_TEXT TO READ:_
Returns the date portion of a Date/Time value, with the time portion "zeroed out". (Note: When the time portion of a date/time variable is "zeroed out", the time would be interpreted as 12:00 AM.)

 

Example:

 

Dim dtmTest As Date

dtmTest = DateValue(Now)

 

At this point, the date portion of dtmTest is 8/31/2001, with a time portion of 0 (12:00 AM midnight).

 

Alternatively, the Date property can be used:

dtmTest = Now.Date

 

TimeValue

Returns the time portion of a Date/Time value, with the date portion "zeroed out". (Note: When a date/time variable is "zeroed out", the date will actually be interpreted as January 1, 0001.)

 

Example:

 

Dim dtmTest As Date

dtmTest = TimeValue(Now)

 

At this point, the time portion of dtmTest is 9:15:20 PM, with a date portion of 0 (1/1/0001).

 

Note: There is a TimeOfDay property, however this returns a TimeSpan value, not a DateTime value, so additional manipulation would be required to come up with an equivalent result.

 

 

The following functions are used to isolate a particular part of a date:

 

Function

Description

Weekday

Returns a number from 1 to 7 indicating the day of the week for a given date, where 1 is Sunday and 7 is Saturday.

 

Example:

intDOW = Weekday(Now)         ' intDOW = 6

 

Note:

When necessary to refer to a day of the week in code, VB has a set of built-in constants that can be used instead of the hard-coded values 1 thru 7:

            Constant                                   Value

            DayOfWeek.Sunday                  1

            DayOfWeek.Monday                 2

            DayOfWeek.Tuesday                 3

            DayOfWeek.Wednesday            4

            DayOfWeek.Thursday                5

            DayOfWeek.Friday                    6

            DayOfWeek.Saturday                7

 

Alternatively, the DayOfWeek property can be used:

dtmTest = Now.DayOfweek

 

 

Function

Description

WeekdayName

Returns a string containing the weekday name ("Sunday" thru "Saturday"), given a numeric argument with the value 1 through 7.

 

Example:

strDOW = WeekdayName(6)       ' strDOW = "Friday"

 

The WeekdayName function takes an optional, second argument (Boolean) indicating whether or not to abbreviate the weekday name. By default, the second argument is False, meaning do not abbreviate and return the full name. If True, the first three letters of the weekday name will be returned:

 

Example:

strDOW = WeekdayName(6, True) ' strDOW = "Fri"

 

You can nest the Weekday function within the WeekdayName function to get the weekday name for a given date:

 

Example:

strDOW = WeekdayName(Weekday(Now))  ' strDOW = "Friday"

     

Month

Returns a number from 1 to 12 indicating the month portion of a given date.

_OBJECTIVE:_ Please extend the text on Visual Basic date functions, picking up right after its final sentence. The items after this point are not needed.

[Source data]

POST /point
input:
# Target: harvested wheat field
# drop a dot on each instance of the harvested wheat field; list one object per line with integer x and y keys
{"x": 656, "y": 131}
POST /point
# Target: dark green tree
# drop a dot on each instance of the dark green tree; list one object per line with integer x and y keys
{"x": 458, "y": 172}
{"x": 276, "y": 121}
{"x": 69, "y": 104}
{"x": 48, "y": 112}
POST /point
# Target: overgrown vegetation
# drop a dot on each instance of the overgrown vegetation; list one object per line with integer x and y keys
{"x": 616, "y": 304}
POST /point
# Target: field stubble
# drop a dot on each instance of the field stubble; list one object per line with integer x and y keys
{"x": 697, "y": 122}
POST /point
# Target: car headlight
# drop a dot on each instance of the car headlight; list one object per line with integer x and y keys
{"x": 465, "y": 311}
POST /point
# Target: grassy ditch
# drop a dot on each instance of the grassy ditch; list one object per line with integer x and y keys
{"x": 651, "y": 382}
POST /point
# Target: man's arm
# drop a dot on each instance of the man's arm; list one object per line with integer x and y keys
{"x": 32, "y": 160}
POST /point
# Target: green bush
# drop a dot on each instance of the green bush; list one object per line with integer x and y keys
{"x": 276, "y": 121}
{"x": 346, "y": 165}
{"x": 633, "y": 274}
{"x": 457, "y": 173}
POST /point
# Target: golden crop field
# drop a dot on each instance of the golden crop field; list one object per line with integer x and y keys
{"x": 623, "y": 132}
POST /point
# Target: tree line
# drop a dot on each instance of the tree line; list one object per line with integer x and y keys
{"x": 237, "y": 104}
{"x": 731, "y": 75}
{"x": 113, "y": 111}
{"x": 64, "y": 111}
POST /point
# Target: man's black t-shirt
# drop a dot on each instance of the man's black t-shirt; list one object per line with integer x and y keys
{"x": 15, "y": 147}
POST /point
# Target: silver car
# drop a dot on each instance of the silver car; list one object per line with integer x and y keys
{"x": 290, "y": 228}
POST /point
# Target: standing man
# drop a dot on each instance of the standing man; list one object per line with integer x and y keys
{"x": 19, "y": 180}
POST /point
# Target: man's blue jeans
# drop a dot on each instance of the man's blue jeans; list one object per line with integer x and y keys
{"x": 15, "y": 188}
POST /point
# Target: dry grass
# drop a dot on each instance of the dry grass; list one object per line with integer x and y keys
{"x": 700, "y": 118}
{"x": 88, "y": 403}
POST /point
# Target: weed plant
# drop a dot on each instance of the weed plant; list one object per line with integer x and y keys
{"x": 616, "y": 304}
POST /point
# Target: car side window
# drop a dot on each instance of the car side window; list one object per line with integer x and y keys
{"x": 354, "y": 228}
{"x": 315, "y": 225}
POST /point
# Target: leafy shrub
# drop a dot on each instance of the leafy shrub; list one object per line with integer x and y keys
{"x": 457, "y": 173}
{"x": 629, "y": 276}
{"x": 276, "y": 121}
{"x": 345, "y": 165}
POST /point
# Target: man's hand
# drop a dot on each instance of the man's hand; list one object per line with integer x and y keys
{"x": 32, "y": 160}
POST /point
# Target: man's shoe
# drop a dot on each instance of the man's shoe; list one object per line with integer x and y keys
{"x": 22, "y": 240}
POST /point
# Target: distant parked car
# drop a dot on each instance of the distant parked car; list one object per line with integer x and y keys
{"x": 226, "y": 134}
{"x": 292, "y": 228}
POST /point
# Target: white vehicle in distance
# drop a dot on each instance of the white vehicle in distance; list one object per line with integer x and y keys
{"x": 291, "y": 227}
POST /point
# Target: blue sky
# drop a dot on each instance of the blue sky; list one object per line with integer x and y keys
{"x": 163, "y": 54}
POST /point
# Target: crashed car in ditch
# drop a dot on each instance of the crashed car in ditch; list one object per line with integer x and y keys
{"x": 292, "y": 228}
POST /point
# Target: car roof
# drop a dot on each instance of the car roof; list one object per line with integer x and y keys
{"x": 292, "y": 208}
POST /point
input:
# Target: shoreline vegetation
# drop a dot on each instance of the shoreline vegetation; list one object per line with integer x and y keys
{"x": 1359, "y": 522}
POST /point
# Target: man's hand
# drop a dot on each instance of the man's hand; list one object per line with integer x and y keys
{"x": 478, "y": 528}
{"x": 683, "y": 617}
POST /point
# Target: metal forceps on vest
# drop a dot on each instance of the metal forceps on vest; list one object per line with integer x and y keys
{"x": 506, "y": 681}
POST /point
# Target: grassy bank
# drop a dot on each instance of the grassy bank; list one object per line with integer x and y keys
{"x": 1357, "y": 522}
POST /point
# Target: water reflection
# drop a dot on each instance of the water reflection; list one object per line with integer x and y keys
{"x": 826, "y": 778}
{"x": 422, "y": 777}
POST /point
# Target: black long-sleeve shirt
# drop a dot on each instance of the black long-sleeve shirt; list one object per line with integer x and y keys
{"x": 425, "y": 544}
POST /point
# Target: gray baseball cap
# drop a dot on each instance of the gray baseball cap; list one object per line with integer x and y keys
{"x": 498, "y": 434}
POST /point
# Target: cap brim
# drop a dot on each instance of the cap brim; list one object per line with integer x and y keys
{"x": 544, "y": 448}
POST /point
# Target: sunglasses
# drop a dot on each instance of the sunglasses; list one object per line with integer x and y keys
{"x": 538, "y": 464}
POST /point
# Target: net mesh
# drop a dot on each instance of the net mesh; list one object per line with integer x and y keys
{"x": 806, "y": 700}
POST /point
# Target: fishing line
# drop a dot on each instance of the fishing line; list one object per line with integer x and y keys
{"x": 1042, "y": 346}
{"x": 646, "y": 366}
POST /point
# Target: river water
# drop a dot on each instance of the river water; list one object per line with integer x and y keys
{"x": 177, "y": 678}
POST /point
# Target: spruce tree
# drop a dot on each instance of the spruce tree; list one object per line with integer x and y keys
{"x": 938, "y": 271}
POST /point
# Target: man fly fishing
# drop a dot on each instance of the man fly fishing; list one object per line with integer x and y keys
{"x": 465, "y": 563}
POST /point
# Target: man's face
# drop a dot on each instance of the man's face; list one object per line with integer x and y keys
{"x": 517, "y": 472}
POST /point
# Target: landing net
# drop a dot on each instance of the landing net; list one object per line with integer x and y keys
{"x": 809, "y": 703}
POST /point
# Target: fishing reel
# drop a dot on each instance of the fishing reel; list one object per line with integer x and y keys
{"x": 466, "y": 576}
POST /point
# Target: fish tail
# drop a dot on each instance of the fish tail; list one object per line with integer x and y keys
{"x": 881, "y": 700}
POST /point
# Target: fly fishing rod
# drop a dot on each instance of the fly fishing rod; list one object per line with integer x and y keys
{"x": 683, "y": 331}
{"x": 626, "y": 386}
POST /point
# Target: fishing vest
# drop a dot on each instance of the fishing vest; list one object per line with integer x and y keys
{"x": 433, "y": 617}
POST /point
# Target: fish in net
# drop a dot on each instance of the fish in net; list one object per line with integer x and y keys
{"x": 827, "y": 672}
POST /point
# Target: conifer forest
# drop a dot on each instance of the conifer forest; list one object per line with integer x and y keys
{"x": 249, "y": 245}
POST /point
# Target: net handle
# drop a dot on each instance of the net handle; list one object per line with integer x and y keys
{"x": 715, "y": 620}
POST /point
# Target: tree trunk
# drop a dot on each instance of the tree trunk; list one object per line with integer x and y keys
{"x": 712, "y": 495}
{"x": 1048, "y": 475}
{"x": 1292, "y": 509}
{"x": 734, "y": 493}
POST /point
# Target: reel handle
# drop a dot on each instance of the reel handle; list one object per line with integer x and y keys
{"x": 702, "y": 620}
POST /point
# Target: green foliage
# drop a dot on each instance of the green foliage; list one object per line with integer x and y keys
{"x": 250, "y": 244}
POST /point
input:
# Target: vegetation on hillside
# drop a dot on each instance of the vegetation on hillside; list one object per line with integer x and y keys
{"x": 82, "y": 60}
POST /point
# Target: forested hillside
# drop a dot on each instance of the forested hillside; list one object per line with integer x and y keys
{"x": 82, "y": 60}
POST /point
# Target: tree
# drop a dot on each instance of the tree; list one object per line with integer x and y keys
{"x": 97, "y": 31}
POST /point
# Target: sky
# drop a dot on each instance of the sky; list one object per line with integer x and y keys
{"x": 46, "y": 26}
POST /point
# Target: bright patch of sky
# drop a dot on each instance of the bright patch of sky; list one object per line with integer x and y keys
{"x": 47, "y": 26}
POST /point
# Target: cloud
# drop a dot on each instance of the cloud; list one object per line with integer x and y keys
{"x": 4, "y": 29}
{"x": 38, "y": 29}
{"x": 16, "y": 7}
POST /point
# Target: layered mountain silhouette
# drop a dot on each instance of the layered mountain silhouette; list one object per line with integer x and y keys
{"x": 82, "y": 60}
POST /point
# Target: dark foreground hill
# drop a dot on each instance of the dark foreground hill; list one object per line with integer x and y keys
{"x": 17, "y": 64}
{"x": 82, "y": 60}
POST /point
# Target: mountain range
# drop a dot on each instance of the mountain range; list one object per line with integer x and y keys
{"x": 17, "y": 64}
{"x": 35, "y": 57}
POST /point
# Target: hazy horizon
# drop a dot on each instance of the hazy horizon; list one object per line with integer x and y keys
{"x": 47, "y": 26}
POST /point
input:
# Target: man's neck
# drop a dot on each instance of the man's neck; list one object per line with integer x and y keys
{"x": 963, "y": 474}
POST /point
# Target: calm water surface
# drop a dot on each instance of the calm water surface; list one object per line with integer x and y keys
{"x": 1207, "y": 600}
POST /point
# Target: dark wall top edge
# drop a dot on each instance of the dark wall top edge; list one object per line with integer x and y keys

_OUTPUT OF THE EXERCISE:_
Example:

intMonth = Month(Now)               ' intMonth = 8

 

Alternatively, the Month property can be used:

dtmTest = Now.Month

 

MonthName

Returns a string containing the month name ("January" thru "December"), given a numeric argument with the value 1 through 12.

 

Example:

strMoName = MonthName(8)            ' strMoName = "August"

 

The MonthName function takes an optional, second argument (Boolean) indicating whether or not to abbreviate the month name. By default, the second argument is False, meaning do not abbreviate and return the full name. If True, the first three letters of the month name will be returned:

 

Example:

strMoName = MonthName(8, True)      ' strMoName = "Aug"

 

You can nest the Month function within the MonthName function to get the month name for a given date:

 

Example:

strMoName = MonthName(Month(Now))   ' strMoName = "August"

 

Day

Returns a number from 1 to 31 indicating the day portion of a given date.

 

Example:

intDay = Day(Now)             ' intDay = 31

 

Alternatively, the Day property can be used:

dtmTest = Now.DayOfweek

 

Year

Returns a number from 100 to 9999 indicating the year portion of a given date.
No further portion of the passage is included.